# DATA PROVIDED:
[START]
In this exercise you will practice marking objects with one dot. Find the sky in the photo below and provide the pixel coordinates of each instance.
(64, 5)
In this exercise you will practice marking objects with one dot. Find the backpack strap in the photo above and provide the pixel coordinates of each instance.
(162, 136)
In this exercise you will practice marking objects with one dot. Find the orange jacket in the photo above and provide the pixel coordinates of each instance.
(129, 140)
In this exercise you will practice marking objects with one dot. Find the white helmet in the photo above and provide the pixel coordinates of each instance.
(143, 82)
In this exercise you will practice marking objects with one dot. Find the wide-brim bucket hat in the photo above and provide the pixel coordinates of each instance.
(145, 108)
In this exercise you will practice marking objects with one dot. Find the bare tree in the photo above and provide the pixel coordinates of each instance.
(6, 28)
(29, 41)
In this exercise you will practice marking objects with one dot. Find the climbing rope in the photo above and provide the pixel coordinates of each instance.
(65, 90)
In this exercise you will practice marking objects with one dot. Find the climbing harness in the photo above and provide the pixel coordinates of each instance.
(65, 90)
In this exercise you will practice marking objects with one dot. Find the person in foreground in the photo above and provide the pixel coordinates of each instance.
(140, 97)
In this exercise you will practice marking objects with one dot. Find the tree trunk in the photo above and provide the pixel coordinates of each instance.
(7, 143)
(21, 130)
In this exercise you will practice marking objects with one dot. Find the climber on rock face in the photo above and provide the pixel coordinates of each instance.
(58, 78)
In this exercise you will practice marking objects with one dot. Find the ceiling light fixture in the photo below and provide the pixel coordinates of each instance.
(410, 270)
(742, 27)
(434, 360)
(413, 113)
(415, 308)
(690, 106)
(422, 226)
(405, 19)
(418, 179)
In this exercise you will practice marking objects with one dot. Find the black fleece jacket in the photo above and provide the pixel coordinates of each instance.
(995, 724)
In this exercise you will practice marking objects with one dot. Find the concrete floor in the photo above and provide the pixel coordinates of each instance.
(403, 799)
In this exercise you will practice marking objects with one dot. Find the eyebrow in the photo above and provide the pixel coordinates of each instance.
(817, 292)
[END]
# SHORT PROBLEM:
Reproduce exactly the line containing "Find the climber" and every line after it through the end of the records above, and nothing else.

# COMPLETE OUTPUT:
In this exercise you will practice marking objects with one dot. Find the climber on rock face in the photo above and provide the pixel coordinates of each instance.
(58, 78)
In this exercise you will practice marking objects with one dot. Find the ceiling light fixture in the photo below and provide the pixel coordinates of each instance.
(410, 270)
(742, 27)
(434, 360)
(413, 113)
(415, 308)
(690, 106)
(422, 226)
(405, 19)
(418, 179)
In this exercise you will practice marking objects with one dot. Find the black fleece jacket in the photo above and provide the pixel coordinates of each instance.
(995, 724)
In this exercise you will practice marking objects with one dot. Find the concrete floor in the photo above and provide the pixel coordinates of each instance.
(403, 799)
In this exercise you will practice marking objects with one dot. Find the eyebrow in the photo above and provide the pixel coordinates of each instance.
(817, 292)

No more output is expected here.